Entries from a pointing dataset
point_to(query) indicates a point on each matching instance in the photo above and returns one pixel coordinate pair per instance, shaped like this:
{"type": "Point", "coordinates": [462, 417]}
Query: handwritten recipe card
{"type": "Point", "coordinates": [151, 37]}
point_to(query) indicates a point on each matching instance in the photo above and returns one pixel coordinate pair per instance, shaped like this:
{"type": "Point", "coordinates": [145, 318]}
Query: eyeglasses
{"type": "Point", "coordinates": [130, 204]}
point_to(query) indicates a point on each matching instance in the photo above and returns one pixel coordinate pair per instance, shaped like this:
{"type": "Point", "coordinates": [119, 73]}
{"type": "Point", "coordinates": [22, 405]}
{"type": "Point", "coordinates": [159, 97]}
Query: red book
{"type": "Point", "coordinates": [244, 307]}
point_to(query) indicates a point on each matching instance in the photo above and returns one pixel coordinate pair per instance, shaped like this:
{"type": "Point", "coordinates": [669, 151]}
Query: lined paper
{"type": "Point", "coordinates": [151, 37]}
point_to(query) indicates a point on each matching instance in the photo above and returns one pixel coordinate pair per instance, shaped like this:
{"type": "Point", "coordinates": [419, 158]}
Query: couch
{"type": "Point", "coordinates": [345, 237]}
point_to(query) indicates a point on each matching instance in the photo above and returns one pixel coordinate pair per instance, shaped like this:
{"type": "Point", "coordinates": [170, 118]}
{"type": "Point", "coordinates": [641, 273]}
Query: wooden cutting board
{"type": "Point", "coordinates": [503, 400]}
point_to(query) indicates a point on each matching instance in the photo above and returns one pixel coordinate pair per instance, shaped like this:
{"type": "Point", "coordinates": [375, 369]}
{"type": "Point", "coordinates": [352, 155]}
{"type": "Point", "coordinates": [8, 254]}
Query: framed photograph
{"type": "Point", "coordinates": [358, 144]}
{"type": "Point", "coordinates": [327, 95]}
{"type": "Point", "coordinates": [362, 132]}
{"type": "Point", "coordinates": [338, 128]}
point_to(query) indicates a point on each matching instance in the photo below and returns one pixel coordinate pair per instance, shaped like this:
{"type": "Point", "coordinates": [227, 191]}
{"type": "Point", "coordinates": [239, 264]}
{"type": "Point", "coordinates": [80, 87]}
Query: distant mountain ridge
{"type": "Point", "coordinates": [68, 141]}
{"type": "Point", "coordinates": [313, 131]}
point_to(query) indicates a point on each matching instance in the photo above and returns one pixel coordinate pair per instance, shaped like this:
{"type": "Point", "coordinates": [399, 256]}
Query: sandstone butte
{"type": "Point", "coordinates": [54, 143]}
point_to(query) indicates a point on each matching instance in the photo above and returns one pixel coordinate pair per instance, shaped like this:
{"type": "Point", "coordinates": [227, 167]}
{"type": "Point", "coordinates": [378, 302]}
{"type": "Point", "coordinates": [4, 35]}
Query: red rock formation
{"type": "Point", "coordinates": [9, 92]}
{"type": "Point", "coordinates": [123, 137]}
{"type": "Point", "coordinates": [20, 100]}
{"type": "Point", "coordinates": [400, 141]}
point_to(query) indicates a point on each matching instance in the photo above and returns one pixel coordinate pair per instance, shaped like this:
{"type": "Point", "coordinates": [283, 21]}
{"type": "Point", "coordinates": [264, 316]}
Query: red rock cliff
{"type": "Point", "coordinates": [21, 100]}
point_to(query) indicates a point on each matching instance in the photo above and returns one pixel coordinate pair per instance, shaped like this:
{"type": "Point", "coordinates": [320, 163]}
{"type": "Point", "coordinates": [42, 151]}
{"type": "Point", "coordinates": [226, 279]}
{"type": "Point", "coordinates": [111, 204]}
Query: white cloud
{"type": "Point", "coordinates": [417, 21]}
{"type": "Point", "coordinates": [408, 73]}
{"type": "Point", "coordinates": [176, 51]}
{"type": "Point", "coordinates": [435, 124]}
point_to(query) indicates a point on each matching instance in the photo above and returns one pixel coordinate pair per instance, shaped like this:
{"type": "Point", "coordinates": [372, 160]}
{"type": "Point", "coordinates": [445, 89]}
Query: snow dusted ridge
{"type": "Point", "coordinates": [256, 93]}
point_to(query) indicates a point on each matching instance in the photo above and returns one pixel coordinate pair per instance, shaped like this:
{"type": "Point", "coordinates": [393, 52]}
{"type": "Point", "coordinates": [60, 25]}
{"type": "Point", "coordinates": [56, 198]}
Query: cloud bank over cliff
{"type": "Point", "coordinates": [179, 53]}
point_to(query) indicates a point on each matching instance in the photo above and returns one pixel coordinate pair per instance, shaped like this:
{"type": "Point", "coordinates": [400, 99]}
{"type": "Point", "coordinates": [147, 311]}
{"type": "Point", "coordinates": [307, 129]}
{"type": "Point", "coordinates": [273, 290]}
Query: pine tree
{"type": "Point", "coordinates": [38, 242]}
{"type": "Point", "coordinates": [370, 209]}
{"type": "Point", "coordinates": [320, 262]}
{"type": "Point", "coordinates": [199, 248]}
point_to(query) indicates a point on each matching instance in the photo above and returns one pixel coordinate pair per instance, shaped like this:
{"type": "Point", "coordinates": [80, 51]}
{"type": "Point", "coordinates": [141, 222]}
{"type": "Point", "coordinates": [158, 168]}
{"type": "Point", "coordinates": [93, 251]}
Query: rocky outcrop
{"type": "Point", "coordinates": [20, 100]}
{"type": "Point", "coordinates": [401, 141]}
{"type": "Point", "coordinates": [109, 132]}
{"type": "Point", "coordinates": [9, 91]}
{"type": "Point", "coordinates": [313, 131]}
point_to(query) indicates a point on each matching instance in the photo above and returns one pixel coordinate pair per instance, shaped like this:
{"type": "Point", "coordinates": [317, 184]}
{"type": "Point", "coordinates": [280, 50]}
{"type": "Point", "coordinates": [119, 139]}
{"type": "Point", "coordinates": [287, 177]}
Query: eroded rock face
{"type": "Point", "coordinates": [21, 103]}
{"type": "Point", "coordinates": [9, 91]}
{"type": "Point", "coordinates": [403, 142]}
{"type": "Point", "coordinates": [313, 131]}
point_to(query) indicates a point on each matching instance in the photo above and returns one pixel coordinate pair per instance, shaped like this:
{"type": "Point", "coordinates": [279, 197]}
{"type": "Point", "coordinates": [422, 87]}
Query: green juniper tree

DIRECTIONS » Reproduce the full set of records precisely.

FINISHED TASK »
point_to(query) indicates a point on each matching instance in the photo above and returns one pixel coordinate pair per instance, shaped like this:
{"type": "Point", "coordinates": [462, 417]}
Query: handwritten recipe card
{"type": "Point", "coordinates": [151, 37]}
point_to(query) indicates a point on each matching instance in the photo above and returns one pixel coordinate pair per instance, shaped like this:
{"type": "Point", "coordinates": [145, 318]}
Query: eyeglasses
{"type": "Point", "coordinates": [130, 204]}
point_to(query) indicates a point on each matching instance in the photo above and returns one pixel coordinate pair per instance, shaped like this:
{"type": "Point", "coordinates": [119, 73]}
{"type": "Point", "coordinates": [22, 405]}
{"type": "Point", "coordinates": [159, 97]}
Query: red book
{"type": "Point", "coordinates": [244, 307]}
point_to(query) indicates a point on each matching instance in the photo above and returns one pixel coordinate pair per instance, shaped like this:
{"type": "Point", "coordinates": [669, 151]}
Query: lined paper
{"type": "Point", "coordinates": [151, 37]}
point_to(query) indicates a point on each matching instance in the photo above and returns one pixel coordinate pair per instance, shaped like this:
{"type": "Point", "coordinates": [419, 158]}
Query: couch
{"type": "Point", "coordinates": [345, 237]}
point_to(query) indicates a point on each matching instance in the photo above and returns one pixel coordinate pair per instance, shaped like this:
{"type": "Point", "coordinates": [170, 118]}
{"type": "Point", "coordinates": [641, 273]}
Query: wooden cutting board
{"type": "Point", "coordinates": [503, 400]}
point_to(query) indicates a point on each matching instance in the photo above and returns one pixel coordinate pair per instance, shaped like this:
{"type": "Point", "coordinates": [375, 369]}
{"type": "Point", "coordinates": [352, 155]}
{"type": "Point", "coordinates": [8, 254]}
Query: framed photograph
{"type": "Point", "coordinates": [358, 144]}
{"type": "Point", "coordinates": [327, 95]}
{"type": "Point", "coordinates": [362, 132]}
{"type": "Point", "coordinates": [338, 128]}
point_to(query) indicates a point on each matching instance in the photo below and returns one pixel coordinate pair per instance, shaped like this:
{"type": "Point", "coordinates": [227, 191]}
{"type": "Point", "coordinates": [239, 264]}
{"type": "Point", "coordinates": [80, 87]}
Query: distant mountain ridge
{"type": "Point", "coordinates": [68, 141]}
{"type": "Point", "coordinates": [313, 131]}
point_to(query) indicates a point on each matching instance in the photo above and returns one pixel coordinate pair per instance, shaped like this:
{"type": "Point", "coordinates": [399, 256]}
Query: sandstone butte
{"type": "Point", "coordinates": [54, 143]}
point_to(query) indicates a point on each matching instance in the photo above and returns one pixel coordinate pair per instance, shaped like this:
{"type": "Point", "coordinates": [227, 167]}
{"type": "Point", "coordinates": [378, 302]}
{"type": "Point", "coordinates": [4, 35]}
Query: red rock formation
{"type": "Point", "coordinates": [9, 92]}
{"type": "Point", "coordinates": [123, 137]}
{"type": "Point", "coordinates": [20, 100]}
{"type": "Point", "coordinates": [400, 141]}
point_to(query) indicates a point on each matching instance in the photo above and returns one pixel coordinate pair per instance, shaped like this:
{"type": "Point", "coordinates": [283, 21]}
{"type": "Point", "coordinates": [264, 316]}
Query: red rock cliff
{"type": "Point", "coordinates": [21, 100]}
point_to(query) indicates a point on each matching instance in the photo above and returns one pixel coordinate pair per instance, shaped like this:
{"type": "Point", "coordinates": [320, 163]}
{"type": "Point", "coordinates": [42, 151]}
{"type": "Point", "coordinates": [226, 279]}
{"type": "Point", "coordinates": [111, 204]}
Query: white cloud
{"type": "Point", "coordinates": [417, 21]}
{"type": "Point", "coordinates": [408, 73]}
{"type": "Point", "coordinates": [176, 51]}
{"type": "Point", "coordinates": [435, 124]}
point_to(query) indicates a point on each matching instance in the photo above and returns one pixel coordinate pair per instance, shaped like this:
{"type": "Point", "coordinates": [372, 160]}
{"type": "Point", "coordinates": [445, 89]}
Query: snow dusted ridge
{"type": "Point", "coordinates": [256, 93]}
point_to(query) indicates a point on each matching instance in the photo above and returns one pixel coordinate pair per instance, shaped like this:
{"type": "Point", "coordinates": [393, 52]}
{"type": "Point", "coordinates": [60, 25]}
{"type": "Point", "coordinates": [56, 198]}
Query: cloud bank over cliff
{"type": "Point", "coordinates": [179, 53]}
point_to(query) indicates a point on each matching instance in the photo above and returns one pixel coordinate pair per instance, shaped like this:
{"type": "Point", "coordinates": [400, 99]}
{"type": "Point", "coordinates": [147, 311]}
{"type": "Point", "coordinates": [307, 129]}
{"type": "Point", "coordinates": [273, 290]}
Query: pine tree
{"type": "Point", "coordinates": [38, 242]}
{"type": "Point", "coordinates": [370, 209]}
{"type": "Point", "coordinates": [320, 262]}
{"type": "Point", "coordinates": [199, 248]}
point_to(query) indicates a point on each matching instance in the photo above and returns one pixel coordinate pair per instance, shaped like this:
{"type": "Point", "coordinates": [80, 51]}
{"type": "Point", "coordinates": [141, 222]}
{"type": "Point", "coordinates": [158, 168]}
{"type": "Point", "coordinates": [93, 251]}
Query: rocky outcrop
{"type": "Point", "coordinates": [20, 100]}
{"type": "Point", "coordinates": [401, 141]}
{"type": "Point", "coordinates": [109, 132]}
{"type": "Point", "coordinates": [9, 91]}
{"type": "Point", "coordinates": [313, 131]}
point_to(query) indicates a point on each matching instance in the photo above and returns one pixel coordinate pair per instance, shaped like this:
{"type": "Point", "coordinates": [317, 184]}
{"type": "Point", "coordinates": [280, 50]}
{"type": "Point", "coordinates": [119, 139]}
{"type": "Point", "coordinates": [287, 177]}
Query: eroded rock face
{"type": "Point", "coordinates": [21, 103]}
{"type": "Point", "coordinates": [9, 91]}
{"type": "Point", "coordinates": [403, 142]}
{"type": "Point", "coordinates": [313, 131]}
point_to(query) indicates a point on each matching instance in the photo above and returns one pixel coordinate pair per instance, shaped like this:
{"type": "Point", "coordinates": [279, 197]}
{"type": "Point", "coordinates": [422, 87]}
Query: green juniper tree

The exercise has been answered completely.